**PROBLEM TO WORK ON**
List every line of the material below that contains the string "blurred", copying each line in full. Case counts.

⁂

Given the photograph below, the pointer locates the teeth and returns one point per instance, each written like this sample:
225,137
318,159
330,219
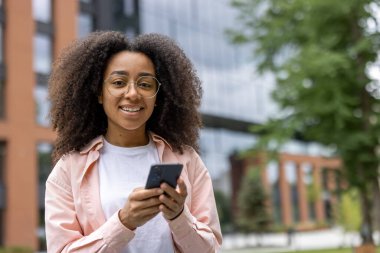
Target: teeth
136,109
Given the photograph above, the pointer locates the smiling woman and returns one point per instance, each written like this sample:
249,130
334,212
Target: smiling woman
119,107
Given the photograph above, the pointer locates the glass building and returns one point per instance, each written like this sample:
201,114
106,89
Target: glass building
235,97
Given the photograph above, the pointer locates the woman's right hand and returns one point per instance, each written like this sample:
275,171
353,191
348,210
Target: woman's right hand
142,205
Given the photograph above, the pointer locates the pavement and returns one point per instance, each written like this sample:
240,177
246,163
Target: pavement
279,242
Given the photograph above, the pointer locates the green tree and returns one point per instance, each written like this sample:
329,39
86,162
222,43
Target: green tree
321,53
253,204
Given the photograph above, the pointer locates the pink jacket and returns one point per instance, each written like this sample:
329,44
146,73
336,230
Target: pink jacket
74,217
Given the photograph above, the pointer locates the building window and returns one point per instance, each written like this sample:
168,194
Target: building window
129,7
42,10
42,53
2,95
291,177
274,181
1,43
44,167
42,104
2,190
311,190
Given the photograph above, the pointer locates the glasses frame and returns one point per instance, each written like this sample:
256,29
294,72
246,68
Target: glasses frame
134,85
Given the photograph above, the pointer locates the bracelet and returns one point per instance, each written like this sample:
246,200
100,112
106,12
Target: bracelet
178,214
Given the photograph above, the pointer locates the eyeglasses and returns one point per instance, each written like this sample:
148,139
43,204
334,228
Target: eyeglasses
146,86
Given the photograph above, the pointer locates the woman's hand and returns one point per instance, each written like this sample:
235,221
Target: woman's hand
142,205
173,200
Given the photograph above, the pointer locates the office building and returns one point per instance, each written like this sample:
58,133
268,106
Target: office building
32,33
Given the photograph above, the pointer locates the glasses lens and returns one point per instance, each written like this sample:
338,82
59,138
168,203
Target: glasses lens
146,86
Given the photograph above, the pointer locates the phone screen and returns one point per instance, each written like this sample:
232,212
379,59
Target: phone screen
159,173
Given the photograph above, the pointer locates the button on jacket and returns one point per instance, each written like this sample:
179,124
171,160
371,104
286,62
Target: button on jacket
75,221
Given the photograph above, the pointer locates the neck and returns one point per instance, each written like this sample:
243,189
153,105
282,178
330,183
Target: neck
128,139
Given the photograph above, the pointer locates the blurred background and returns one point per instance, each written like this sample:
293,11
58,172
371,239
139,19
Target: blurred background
290,112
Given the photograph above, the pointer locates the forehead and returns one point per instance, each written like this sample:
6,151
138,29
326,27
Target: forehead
132,63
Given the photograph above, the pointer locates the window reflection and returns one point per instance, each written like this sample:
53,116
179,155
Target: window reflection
42,10
42,53
44,167
42,104
291,177
274,181
129,7
2,190
1,43
85,24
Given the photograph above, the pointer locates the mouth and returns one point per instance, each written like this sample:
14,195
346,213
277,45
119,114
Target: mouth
131,109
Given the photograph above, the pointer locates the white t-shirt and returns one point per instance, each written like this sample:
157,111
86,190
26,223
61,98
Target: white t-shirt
120,171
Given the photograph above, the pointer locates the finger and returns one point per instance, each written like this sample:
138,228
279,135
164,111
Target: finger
168,213
169,203
170,191
143,194
182,187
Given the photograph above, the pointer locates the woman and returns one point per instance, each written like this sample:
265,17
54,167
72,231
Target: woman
119,106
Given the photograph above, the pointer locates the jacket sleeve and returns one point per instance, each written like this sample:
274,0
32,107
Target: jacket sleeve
63,230
197,229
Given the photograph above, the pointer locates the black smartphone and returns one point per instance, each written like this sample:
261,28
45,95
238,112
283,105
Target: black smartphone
159,173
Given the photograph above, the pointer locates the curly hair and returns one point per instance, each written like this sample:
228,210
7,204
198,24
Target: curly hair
77,78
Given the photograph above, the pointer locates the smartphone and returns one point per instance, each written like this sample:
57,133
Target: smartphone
159,173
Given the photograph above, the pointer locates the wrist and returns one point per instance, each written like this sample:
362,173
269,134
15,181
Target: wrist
123,220
178,214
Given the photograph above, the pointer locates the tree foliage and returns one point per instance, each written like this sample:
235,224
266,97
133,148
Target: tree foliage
321,53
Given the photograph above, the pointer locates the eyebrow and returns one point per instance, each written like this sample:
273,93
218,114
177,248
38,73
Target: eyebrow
125,73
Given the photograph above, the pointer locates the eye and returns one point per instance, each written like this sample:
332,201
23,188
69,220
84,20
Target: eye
145,85
119,83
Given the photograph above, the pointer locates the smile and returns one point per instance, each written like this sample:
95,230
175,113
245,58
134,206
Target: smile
131,109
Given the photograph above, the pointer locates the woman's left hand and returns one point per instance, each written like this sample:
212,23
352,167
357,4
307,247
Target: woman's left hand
173,200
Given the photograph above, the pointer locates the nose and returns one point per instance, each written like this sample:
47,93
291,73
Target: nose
131,90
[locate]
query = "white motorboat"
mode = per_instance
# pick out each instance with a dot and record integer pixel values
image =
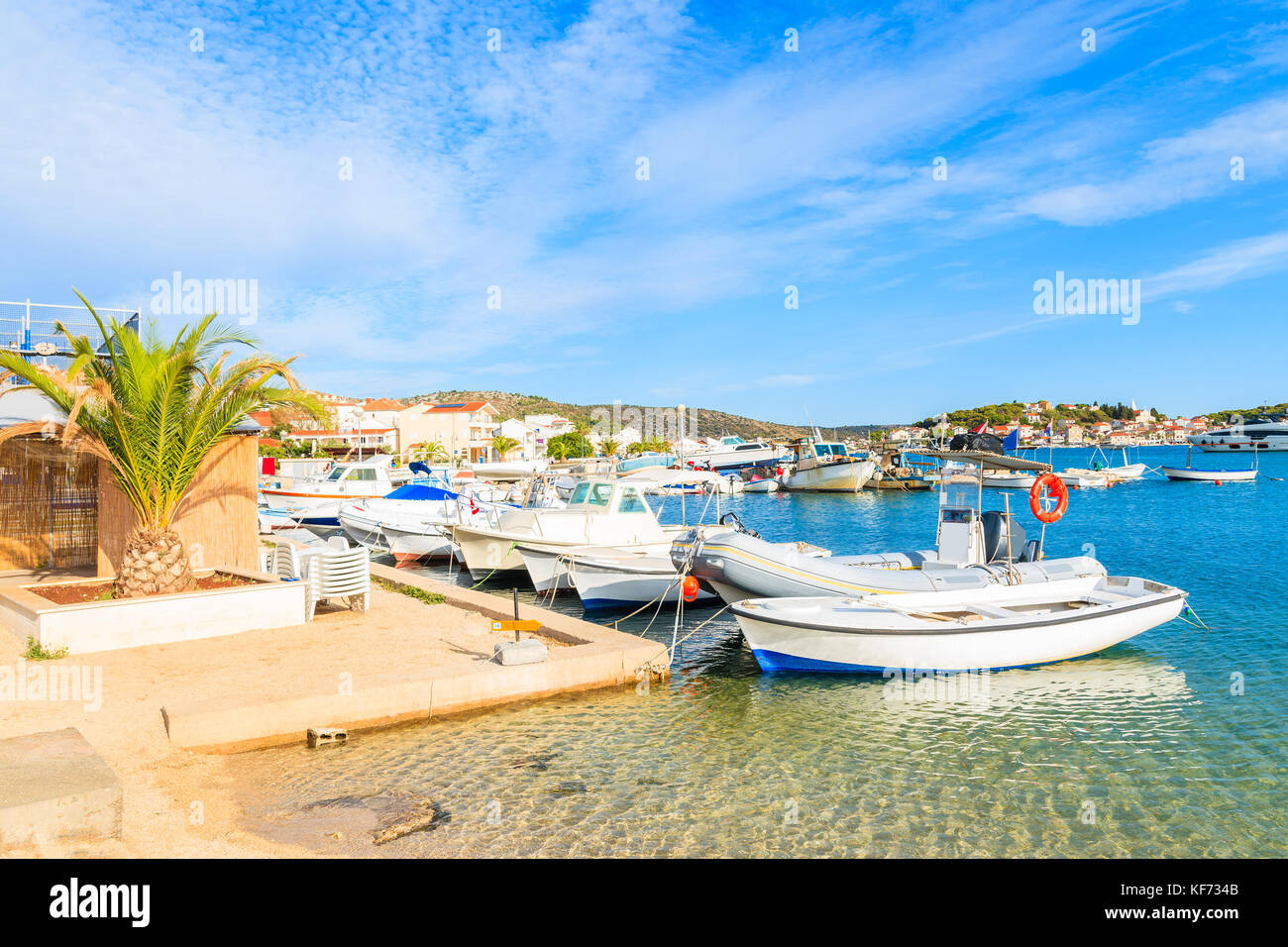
(627, 579)
(1256, 436)
(973, 549)
(413, 521)
(730, 454)
(509, 470)
(1082, 479)
(554, 567)
(362, 478)
(761, 484)
(991, 628)
(824, 467)
(1209, 475)
(599, 512)
(1010, 479)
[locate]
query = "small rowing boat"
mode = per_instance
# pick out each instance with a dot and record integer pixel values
(1192, 474)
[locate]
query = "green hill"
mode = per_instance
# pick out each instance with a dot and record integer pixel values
(703, 421)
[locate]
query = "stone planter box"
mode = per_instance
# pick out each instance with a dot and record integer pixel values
(88, 626)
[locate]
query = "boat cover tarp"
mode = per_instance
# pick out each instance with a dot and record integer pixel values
(977, 442)
(420, 491)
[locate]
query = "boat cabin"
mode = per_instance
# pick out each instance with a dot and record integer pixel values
(809, 453)
(966, 534)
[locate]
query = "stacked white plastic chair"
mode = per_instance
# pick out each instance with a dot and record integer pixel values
(339, 573)
(334, 574)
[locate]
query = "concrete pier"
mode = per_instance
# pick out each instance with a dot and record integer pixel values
(53, 785)
(584, 656)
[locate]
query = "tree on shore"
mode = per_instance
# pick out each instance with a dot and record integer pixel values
(154, 410)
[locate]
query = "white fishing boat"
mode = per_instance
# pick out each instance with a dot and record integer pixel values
(549, 565)
(824, 467)
(599, 512)
(991, 628)
(1189, 474)
(1010, 479)
(973, 548)
(413, 521)
(761, 484)
(1256, 436)
(1210, 475)
(554, 567)
(361, 478)
(614, 579)
(1078, 479)
(1115, 474)
(734, 454)
(509, 470)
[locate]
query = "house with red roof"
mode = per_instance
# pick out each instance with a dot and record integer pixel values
(465, 429)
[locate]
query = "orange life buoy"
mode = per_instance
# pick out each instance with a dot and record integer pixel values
(1044, 487)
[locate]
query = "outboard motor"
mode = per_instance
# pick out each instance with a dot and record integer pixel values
(1004, 538)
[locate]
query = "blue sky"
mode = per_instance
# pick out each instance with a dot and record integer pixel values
(767, 169)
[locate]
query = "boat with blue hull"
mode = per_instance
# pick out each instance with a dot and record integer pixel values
(992, 628)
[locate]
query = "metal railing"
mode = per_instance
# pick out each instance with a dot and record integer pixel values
(31, 329)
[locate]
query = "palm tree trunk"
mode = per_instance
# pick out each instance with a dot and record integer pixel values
(155, 564)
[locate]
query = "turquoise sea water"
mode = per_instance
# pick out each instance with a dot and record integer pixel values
(1171, 744)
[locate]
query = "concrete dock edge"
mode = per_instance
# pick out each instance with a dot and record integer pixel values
(597, 657)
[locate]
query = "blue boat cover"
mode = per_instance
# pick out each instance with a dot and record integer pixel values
(420, 491)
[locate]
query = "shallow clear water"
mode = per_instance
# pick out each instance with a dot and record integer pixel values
(1141, 750)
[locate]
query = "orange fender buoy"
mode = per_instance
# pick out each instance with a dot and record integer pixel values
(1044, 488)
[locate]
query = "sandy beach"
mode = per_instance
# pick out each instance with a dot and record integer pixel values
(179, 802)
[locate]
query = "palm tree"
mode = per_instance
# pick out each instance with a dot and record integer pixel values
(429, 453)
(503, 446)
(154, 410)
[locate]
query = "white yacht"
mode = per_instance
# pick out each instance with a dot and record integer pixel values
(362, 478)
(734, 454)
(825, 467)
(1262, 434)
(600, 512)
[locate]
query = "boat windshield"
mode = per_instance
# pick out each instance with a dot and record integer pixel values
(631, 501)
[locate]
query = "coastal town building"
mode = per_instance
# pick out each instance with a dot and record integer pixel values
(522, 432)
(465, 429)
(546, 427)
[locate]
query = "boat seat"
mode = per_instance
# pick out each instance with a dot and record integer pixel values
(1107, 598)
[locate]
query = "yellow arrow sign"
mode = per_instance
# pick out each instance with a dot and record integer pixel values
(526, 625)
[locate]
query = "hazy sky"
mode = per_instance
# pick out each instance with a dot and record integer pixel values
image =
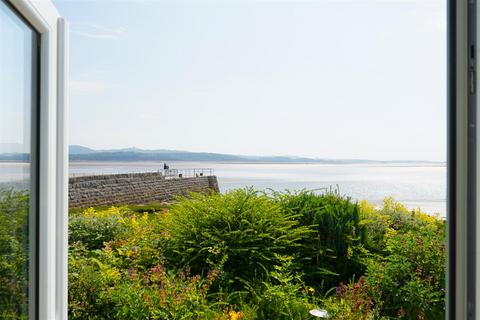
(329, 79)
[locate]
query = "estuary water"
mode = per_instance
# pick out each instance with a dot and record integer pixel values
(416, 186)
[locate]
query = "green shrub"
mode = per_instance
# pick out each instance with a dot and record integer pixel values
(94, 228)
(86, 282)
(409, 282)
(241, 232)
(333, 252)
(283, 296)
(14, 208)
(350, 302)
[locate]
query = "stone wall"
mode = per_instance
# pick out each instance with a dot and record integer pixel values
(133, 188)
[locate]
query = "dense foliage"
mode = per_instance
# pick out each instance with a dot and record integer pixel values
(252, 255)
(14, 207)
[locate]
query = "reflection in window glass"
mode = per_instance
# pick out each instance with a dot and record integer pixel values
(17, 101)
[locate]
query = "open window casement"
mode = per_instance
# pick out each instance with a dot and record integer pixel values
(463, 287)
(33, 104)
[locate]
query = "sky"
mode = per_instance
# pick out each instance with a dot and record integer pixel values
(359, 79)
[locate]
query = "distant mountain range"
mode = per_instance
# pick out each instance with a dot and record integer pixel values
(81, 153)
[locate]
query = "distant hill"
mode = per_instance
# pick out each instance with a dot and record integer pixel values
(80, 153)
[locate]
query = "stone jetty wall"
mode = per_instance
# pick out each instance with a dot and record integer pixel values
(133, 188)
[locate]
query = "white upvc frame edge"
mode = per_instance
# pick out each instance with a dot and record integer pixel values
(62, 172)
(53, 158)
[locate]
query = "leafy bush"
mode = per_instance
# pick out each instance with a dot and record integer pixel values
(250, 255)
(284, 296)
(351, 302)
(14, 208)
(94, 228)
(242, 233)
(410, 280)
(333, 252)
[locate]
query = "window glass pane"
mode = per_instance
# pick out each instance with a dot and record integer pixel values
(17, 105)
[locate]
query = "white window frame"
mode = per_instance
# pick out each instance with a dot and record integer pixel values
(52, 273)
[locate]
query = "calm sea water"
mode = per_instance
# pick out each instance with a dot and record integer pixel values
(417, 186)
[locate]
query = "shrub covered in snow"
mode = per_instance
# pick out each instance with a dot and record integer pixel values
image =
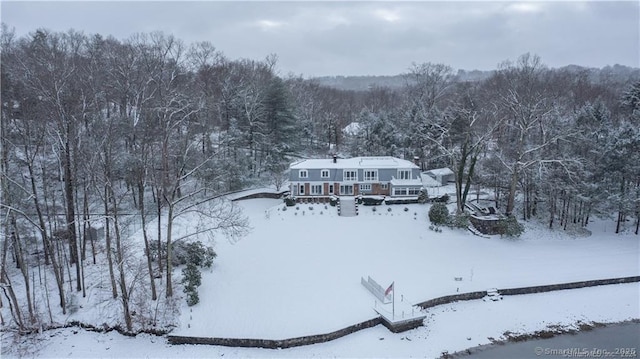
(423, 197)
(439, 214)
(510, 227)
(459, 220)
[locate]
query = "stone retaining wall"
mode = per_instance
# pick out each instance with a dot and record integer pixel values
(321, 338)
(572, 285)
(261, 195)
(275, 344)
(451, 298)
(526, 290)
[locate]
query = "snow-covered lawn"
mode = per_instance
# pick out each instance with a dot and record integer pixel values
(452, 327)
(298, 272)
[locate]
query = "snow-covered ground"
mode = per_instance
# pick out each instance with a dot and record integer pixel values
(452, 327)
(298, 273)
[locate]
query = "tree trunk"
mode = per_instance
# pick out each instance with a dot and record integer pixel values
(70, 210)
(107, 234)
(147, 249)
(168, 259)
(121, 259)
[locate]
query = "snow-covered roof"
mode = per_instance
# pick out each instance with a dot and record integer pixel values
(352, 129)
(411, 182)
(354, 163)
(440, 171)
(427, 181)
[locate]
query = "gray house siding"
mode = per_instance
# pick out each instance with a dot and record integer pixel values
(314, 185)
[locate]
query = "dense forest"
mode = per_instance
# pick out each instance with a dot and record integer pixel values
(105, 133)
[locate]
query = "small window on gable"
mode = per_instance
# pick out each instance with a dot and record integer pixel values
(404, 174)
(350, 175)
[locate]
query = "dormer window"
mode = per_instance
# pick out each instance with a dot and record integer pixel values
(350, 175)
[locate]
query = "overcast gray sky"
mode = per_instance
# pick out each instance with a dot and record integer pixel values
(364, 38)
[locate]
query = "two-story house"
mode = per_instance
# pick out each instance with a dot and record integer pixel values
(383, 176)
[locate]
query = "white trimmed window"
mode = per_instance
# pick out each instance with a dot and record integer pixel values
(371, 175)
(400, 191)
(346, 189)
(404, 174)
(349, 175)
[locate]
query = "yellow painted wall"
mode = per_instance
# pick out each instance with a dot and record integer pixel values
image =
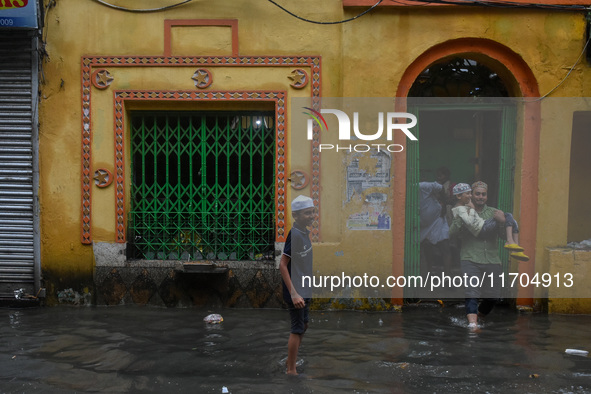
(363, 58)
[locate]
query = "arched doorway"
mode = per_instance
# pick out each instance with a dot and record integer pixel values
(470, 139)
(520, 82)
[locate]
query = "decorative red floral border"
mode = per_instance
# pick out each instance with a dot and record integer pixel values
(87, 63)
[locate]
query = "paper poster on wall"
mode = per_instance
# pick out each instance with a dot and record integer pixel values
(368, 181)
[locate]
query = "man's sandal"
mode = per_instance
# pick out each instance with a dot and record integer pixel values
(519, 256)
(514, 247)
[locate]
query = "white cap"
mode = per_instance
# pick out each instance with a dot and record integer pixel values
(301, 202)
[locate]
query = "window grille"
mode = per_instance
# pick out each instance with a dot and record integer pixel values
(203, 186)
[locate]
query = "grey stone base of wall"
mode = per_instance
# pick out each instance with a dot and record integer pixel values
(242, 285)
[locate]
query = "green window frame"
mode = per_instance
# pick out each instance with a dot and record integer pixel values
(203, 185)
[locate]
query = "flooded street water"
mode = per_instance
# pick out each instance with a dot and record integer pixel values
(422, 350)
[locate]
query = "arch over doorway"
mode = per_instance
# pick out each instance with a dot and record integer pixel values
(521, 83)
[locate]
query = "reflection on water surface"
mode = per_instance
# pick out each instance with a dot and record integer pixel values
(422, 350)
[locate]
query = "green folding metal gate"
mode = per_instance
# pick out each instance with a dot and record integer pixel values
(505, 193)
(203, 185)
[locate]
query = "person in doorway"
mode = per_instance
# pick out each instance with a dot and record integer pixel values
(296, 262)
(474, 223)
(434, 230)
(478, 254)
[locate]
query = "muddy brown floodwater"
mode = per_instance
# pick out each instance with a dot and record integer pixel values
(130, 349)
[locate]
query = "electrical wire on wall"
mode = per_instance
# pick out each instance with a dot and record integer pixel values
(117, 7)
(565, 77)
(326, 23)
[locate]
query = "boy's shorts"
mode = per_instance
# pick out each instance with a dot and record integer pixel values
(299, 317)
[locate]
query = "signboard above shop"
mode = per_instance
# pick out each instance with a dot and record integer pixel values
(18, 14)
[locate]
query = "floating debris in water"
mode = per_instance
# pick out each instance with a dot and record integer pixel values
(577, 352)
(214, 318)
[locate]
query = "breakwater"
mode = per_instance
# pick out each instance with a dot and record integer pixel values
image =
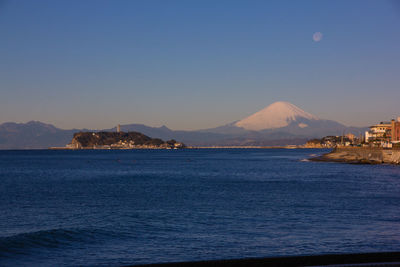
(366, 155)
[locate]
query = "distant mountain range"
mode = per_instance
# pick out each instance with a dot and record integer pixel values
(281, 123)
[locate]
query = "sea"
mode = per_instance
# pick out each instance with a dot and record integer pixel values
(127, 207)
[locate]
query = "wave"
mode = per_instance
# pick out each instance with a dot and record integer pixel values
(48, 239)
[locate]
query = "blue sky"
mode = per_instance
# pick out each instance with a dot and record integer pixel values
(196, 64)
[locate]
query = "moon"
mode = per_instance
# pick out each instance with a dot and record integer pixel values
(317, 36)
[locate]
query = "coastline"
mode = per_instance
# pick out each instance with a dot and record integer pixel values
(361, 155)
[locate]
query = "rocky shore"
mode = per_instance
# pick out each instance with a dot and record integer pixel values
(362, 155)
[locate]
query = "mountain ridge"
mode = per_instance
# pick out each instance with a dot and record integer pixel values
(295, 127)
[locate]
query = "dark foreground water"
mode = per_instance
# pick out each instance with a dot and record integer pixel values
(128, 207)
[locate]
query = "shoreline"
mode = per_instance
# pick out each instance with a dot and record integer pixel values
(354, 259)
(361, 155)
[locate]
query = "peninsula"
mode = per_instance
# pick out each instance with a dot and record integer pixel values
(120, 140)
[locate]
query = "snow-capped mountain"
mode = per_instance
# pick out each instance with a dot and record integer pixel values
(280, 123)
(277, 115)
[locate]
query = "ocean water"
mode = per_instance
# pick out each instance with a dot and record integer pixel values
(115, 207)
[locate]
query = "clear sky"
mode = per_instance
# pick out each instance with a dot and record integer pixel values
(196, 64)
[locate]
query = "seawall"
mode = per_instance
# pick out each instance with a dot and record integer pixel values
(366, 155)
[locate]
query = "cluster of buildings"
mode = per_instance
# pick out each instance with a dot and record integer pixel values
(384, 134)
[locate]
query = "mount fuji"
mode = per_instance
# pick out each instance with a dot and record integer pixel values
(276, 115)
(280, 123)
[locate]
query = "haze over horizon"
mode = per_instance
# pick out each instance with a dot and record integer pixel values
(197, 65)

⁂

**FINISHED TASK**
Given the photograph above, the pointer locates the blurred background and returns one point per instance, each written like this sample:
Target: blurred background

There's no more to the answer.